(Beginning of Data provided)

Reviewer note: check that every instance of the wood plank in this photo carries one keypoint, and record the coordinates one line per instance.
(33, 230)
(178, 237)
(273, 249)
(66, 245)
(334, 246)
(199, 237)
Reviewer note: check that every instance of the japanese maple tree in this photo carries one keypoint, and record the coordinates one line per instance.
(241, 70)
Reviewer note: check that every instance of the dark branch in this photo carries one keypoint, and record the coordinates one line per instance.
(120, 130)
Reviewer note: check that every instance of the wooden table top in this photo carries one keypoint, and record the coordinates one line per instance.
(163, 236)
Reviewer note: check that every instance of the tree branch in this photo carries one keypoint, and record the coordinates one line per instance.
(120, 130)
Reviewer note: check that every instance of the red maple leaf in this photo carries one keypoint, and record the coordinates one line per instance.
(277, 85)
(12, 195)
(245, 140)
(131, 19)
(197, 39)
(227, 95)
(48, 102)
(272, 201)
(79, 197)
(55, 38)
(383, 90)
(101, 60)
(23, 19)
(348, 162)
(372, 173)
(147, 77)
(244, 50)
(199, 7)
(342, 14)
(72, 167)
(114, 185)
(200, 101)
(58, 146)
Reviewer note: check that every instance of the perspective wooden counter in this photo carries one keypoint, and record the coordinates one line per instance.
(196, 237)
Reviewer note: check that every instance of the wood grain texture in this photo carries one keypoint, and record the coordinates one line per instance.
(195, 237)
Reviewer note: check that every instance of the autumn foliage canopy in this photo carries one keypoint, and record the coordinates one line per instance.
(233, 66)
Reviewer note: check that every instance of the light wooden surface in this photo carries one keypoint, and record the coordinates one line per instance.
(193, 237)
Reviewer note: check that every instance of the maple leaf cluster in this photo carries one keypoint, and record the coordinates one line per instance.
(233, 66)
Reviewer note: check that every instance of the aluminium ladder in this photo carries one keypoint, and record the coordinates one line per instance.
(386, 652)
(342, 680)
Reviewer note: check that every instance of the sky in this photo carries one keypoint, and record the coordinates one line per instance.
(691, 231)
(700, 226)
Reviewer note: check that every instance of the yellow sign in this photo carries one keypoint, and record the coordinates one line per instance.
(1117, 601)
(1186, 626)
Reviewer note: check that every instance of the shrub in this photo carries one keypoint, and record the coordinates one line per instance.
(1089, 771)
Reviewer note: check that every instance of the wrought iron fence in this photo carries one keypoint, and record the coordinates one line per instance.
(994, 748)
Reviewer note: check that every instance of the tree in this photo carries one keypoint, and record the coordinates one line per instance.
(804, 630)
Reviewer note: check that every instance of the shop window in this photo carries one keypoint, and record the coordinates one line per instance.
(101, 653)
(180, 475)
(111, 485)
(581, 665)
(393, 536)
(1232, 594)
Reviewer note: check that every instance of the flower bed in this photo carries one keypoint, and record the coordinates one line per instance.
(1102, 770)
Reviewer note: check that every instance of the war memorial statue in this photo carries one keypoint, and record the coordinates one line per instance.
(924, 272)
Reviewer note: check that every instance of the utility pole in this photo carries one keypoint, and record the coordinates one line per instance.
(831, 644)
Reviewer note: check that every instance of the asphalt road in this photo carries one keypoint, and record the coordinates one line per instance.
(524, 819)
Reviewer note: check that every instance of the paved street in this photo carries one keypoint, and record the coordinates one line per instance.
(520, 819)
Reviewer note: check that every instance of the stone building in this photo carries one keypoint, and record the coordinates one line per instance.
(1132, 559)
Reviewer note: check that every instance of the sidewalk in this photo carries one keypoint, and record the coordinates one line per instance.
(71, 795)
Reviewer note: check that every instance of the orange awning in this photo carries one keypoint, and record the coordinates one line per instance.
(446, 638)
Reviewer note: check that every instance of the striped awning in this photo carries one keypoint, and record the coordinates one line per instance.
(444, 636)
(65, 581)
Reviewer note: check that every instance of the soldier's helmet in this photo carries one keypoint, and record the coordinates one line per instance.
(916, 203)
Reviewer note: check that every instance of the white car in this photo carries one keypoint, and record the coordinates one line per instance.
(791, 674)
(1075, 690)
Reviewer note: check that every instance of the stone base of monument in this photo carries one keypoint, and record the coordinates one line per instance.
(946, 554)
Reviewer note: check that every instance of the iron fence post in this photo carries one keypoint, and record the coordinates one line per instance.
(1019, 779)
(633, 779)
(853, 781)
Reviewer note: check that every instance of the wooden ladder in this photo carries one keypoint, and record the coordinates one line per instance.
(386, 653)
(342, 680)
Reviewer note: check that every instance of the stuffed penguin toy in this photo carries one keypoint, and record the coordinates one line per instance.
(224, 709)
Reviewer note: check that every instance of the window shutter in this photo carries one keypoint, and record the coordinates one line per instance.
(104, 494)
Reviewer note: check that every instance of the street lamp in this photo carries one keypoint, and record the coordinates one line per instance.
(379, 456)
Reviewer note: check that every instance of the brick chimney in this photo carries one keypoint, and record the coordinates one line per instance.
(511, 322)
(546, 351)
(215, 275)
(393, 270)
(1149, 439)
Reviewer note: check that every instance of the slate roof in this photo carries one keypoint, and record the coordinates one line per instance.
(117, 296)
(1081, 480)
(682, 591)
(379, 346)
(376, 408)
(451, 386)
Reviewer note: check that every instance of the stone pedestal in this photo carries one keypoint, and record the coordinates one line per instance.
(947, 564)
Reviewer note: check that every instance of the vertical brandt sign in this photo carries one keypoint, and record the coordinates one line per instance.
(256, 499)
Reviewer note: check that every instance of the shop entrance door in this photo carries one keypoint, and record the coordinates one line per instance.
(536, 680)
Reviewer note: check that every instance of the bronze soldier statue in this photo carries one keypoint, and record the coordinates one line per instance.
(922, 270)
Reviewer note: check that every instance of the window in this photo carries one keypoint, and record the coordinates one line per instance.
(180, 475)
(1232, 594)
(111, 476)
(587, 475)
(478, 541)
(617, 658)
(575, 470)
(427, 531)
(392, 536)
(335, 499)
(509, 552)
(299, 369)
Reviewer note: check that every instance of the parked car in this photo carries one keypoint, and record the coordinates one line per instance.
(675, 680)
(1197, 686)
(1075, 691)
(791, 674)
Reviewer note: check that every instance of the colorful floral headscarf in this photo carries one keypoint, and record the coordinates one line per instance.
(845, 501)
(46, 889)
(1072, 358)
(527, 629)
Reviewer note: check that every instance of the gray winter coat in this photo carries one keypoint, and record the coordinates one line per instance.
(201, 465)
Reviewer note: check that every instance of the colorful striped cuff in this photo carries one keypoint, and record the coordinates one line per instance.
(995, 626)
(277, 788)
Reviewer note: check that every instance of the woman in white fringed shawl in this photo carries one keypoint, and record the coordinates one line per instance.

(End of Data provided)

Problem description: The whole listing is needed again, word for word.

Worked solution:
Reviewer note: check that every instance of the wood plank in this photo carries one keypoint, and record the coordinates one line per instance.
(33, 230)
(178, 237)
(273, 249)
(66, 245)
(334, 246)
(199, 237)
Reviewer note: check that every instance of the japanese maple tree in this photo carries one keypoint, and record the coordinates one line per instance.
(241, 70)
Reviewer note: check that every instance of the dark branch in this photo carries one keypoint, and record the coordinates one line per instance.
(120, 130)
Reviewer note: check that every instance of the wooden table top in this photo carries one keypoint, and record the coordinates one line per instance.
(163, 236)
Reviewer note: check that every instance of the tree branch in this photo carries one keypoint, and record the coordinates one line per instance.
(120, 130)
Reviewer note: check that every instance of the red maple leaf in this photo carries one keypoint, and record the coordinates one line per instance.
(277, 85)
(12, 195)
(245, 140)
(131, 19)
(197, 39)
(227, 95)
(48, 102)
(272, 201)
(79, 197)
(55, 38)
(383, 90)
(101, 60)
(23, 19)
(348, 162)
(372, 173)
(147, 77)
(244, 50)
(199, 7)
(342, 14)
(72, 167)
(114, 185)
(200, 101)
(58, 146)
Reviewer note: check that every instance of the perspective wooden counter in this photo carries one keypoint, and record the coordinates one line per instance.
(196, 237)
Reviewer note: check that every instance of the wood grain texture in this photo carries one keypoint, and record the coordinates one line per instance.
(195, 237)
Reviewer note: check that every instance of the autumn foliage canopy in this photo carries one keypoint, and record the coordinates one line per instance.
(233, 66)
Reviewer note: check that every instance of the light wooden surface in this photo carries one keypoint, and record the coordinates one line per instance.
(193, 237)
Reviewer note: check that every instance of the maple leaf cluster in this photo carries one keypoint, and record the coordinates one line per instance.
(233, 66)
Reviewer note: check that every instance of the aluminium ladder in this photo carries one keypoint, and record the coordinates one line per instance.
(386, 652)
(342, 680)
Reviewer note: check that every instance of the sky in this photo carries one keypoint, and record the coordinates one line per instance.
(691, 231)
(700, 226)
Reviewer note: check that every instance of the yellow sign in this photo carries one keypoint, and record the coordinates one line per instance.
(1117, 601)
(1186, 626)
Reviewer note: check that every instance of the shrub in this photo carries one keypoint, and record the coordinates one line per instance.
(1089, 771)
Reviewer note: check that every instance of the wrought iron fence in this photo carries one keypoint, and record the coordinates one line per instance.
(994, 748)
Reviewer note: check that every instance of the tree in this photo carries one keypoint, and record the coordinates one line per instance.
(804, 630)
Reviewer note: check that every instance of the shop window in this photo carries one keypoint, and record the coordinates one line per instance.
(101, 653)
(180, 475)
(111, 485)
(581, 665)
(393, 536)
(1232, 594)
Reviewer note: check that every instance of the flower bed in this photo carries one keypoint, and record the coordinates one line per instance.
(1102, 770)
Reviewer note: check that every instance of the war memorial statue in this photo carries one keypoint, and record the coordinates one line per instance.
(924, 272)
Reviewer note: check that every instance of the utility pole in this photo carries one keypoint, and record the coordinates one line per instance.
(831, 644)
Reviewer note: check that every instance of the asphalt road in this photo carries one keypoint, and record the coordinates one line per instance.
(524, 819)
Reviewer note: check that every instance of the paved street in this photo carries one keypoint, and record the coordinates one line per instance.
(520, 819)
Reviewer note: check that every instance of the stone building in this photo carries one keypoint, and record the coordinates one line per instance.
(1132, 559)
Reviewer note: check that every instance of the sidewalk in this photo carries one keypoint, and record the coordinates one line per instance.
(71, 795)
Reviewer note: check that every instance of the orange awning in this photo carries one keypoint, and record the coordinates one line per instance.
(446, 638)
Reviewer note: check that every instance of the striped awning in this photo carries one keypoint, and record the coordinates one line per instance.
(444, 636)
(65, 581)
Reviewer note: check that every instance of the soldier's helmet in this photo carries one keypoint, and record the coordinates one line per instance.
(916, 203)
Reviewer note: check that every instance of the white car in this photo carries one keypoint, and record the coordinates one line per instance.
(791, 674)
(1075, 690)
Reviewer note: check that every instance of the stone base of monument in this photo carries one keypoint, and record the coordinates one line per instance.
(946, 554)
Reviewer note: check that every instance of the iron fence post in this photo carries one keypoint, and record the coordinates one line per instance.
(1019, 779)
(633, 779)
(853, 781)
Reviewer note: check that every instance of the wooden ladder in this photo carries one keypoint, and record the coordinates one line per instance.
(386, 653)
(342, 680)
Reviewer note: check that every instance of the stuffed penguin toy in this photo carries one keypoint, and record the coordinates one line per instance.
(224, 709)
Reviewer note: check that every instance of the window shutter in this photo carries one keypoint, and record the coordinates one line per instance.
(104, 494)
Reviewer note: check that every instance of the street lamp in this photo carries one keypoint, and record the coordinates one line per instance.
(379, 456)
Reviewer note: check that every instance of the brick chimney in this photo carries one keypoint, and record the coordinates one line per instance.
(511, 322)
(546, 351)
(215, 275)
(393, 270)
(1149, 439)
Reviewer note: check that every instance of the slate roof in this photo carries one keypoint, and record the coordinates one line per instance.
(117, 296)
(1081, 480)
(682, 591)
(379, 346)
(376, 408)
(451, 386)
Reviewer note: check that every instance of the stone pedestal in this photo carries one keypoint, and record the coordinates one line per instance.
(947, 564)
Reviewer note: check that every instance of the vertical brandt sign in this photo carries one keypoint, and record the coordinates one line per instance.
(256, 499)
Reviewer note: check that every instance of the shop entrance door in this photo carries one keypoint, and record the coordinates one line per instance.
(536, 680)
Reviewer note: check that every instance of the bronze soldier statue in this photo carries one keypoint, and record the coordinates one line per instance.
(922, 270)
Reviewer note: check that every instance of the window in this photo carries one keypoint, and record the coordinates one line per instance.
(180, 475)
(1232, 594)
(111, 476)
(587, 475)
(478, 541)
(617, 658)
(575, 470)
(427, 531)
(392, 536)
(335, 499)
(509, 552)
(299, 369)
Reviewer note: check that every instance of the parked car in this photo carries one keypoint, and record the coordinates one line per instance.
(675, 680)
(1197, 686)
(1075, 691)
(791, 674)
Reviewer note: check that every instance of the colorful floral headscarf in this photo carries one keypoint, and record the coordinates one line per instance.
(845, 501)
(46, 889)
(1072, 358)
(527, 629)
Reviewer note: check that every instance of the gray winter coat in this photo carries one keypoint, and record the coordinates one line per instance.
(201, 465)
Reviewer note: check that every instance of the colorful striped cuff in this photo carries one keypoint, and record the coordinates one line per instance.
(995, 626)
(277, 788)
Reviewer note: check that every instance of the woman in white fringed shawl in this photo carries one keypoint, and record the coordinates one line per instance.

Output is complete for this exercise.